The success of the stepfamily may also be linked with how well you handled your divorce.  If you are able to have healthy conversations about the children and not put them in the middle of your battles, the success is better.  Marriage is already a transition that is not always easy: learning to live with another person’s habits, incorporating different routines to all make them work, having time for yourself as well as for your partner all requires a lot of planning and preparations.  But if you include arguments and conflicts with an ex-spouse over things that could have been resolved peacefully then you are stacking the odds against you even more.

Another reason for dealing with your divorce is to finally put to rest the issues that have made your relationship go in different directions and to be at peace with yourself.  Only then can you truly be happy and secure in your new relationship.  Even if you’ve been divorced for many years and have remarried, taking the time to put aside those resentments from the past gives your new relationship the kind of presence that it really deserves. Living with ghosts gets really crowded and takes up precious time and energy that most of us don’t have.

____________

**Given request A**
Update the passage on stepfamilies and divorce by restating everything from "Another reason for" down to "us don’t have.", with "resentments" replaced by "grievances".
**Given request B**
Take the passage on stepfamilies and divorce further, continuing from the point where it stops.

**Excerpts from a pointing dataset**
____________

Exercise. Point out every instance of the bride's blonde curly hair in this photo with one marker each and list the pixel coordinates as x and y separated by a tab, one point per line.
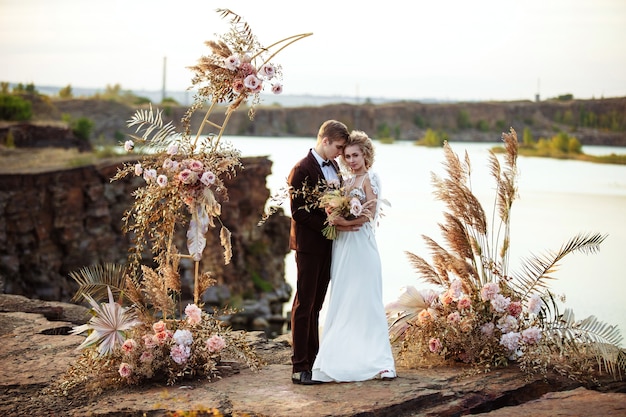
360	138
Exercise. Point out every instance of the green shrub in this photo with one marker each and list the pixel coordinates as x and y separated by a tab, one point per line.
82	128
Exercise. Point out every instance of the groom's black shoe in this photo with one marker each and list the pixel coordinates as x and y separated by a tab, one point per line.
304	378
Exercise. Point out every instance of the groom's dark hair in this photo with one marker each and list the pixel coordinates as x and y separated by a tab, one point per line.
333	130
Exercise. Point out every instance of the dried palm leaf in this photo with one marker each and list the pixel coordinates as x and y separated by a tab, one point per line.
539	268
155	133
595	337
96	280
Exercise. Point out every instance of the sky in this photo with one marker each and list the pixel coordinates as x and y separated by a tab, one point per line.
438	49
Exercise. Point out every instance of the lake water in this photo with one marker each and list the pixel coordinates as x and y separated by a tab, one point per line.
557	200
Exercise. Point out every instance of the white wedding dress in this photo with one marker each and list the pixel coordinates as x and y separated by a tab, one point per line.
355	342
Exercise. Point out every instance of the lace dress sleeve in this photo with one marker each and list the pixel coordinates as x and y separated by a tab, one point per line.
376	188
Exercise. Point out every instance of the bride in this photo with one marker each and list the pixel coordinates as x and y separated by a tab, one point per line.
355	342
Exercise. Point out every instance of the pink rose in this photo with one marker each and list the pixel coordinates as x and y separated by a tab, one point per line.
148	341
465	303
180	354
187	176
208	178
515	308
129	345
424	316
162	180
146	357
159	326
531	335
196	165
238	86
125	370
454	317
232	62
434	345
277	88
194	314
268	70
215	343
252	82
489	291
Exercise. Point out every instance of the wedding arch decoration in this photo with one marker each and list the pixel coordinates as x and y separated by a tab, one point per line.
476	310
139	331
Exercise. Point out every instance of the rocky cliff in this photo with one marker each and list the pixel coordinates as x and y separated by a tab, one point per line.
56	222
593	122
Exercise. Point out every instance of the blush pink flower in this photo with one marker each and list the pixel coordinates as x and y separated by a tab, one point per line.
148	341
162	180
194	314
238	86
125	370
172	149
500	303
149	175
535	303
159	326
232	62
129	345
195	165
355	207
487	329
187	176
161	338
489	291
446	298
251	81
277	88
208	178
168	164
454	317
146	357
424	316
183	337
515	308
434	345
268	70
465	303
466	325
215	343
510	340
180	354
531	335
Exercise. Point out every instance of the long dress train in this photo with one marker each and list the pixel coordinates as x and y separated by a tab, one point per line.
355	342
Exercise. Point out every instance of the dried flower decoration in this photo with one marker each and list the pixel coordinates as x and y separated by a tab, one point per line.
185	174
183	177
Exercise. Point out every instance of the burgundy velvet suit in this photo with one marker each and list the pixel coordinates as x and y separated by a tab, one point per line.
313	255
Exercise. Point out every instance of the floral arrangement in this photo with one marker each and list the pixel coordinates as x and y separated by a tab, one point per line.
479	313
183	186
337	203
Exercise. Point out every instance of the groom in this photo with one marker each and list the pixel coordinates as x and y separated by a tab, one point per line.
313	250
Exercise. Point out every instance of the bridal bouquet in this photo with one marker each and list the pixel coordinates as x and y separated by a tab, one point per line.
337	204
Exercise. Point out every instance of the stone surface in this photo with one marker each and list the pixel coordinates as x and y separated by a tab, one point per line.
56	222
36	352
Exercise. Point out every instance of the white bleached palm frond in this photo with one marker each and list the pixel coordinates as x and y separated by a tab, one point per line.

____________

**Exercise output A**
Another reason for dealing with your divorce is to finally put to rest the issues that have made your relationship go in different directions and to be at peace with yourself.  Only then can you truly be happy and secure in your new relationship.  Even if you’ve been divorced for many years and have remarried, taking the time to put aside those grievances from the past gives your new relationship the kind of presence that it really deserves. Living with ghosts gets really crowded and takes up precious time and energy that most of us don’t have.

**Exercise output B**
Another important thing to remember is that you are forever the parent of these children, even when they are grown and have kids of their own.  This is a life-long commitment. The price of not dealing with your divorce doesn’t just affect you but also your children, their future spouses and their children too.  Imagine having a son/daughter-in-law caught in the middle of something they have absolutely nothing to do with.  Must they also choose their loyalties?  What about the grandchildren?  Would you risk not being a part of their lives because you just can’t stand your ex-spouse?  What message is it really sending to our future generations when we, as adults, can’t forgive and move on?

As I see my son and two stepdaughters getting married, I want only what is best for them: joy and happiness and love in their marriage.  I also know that they will have issues as all couples do.  The last thing I want them to have to deal with is wondering if they can have all their parents with them at the same time instead of having to negotiate schedules of visits.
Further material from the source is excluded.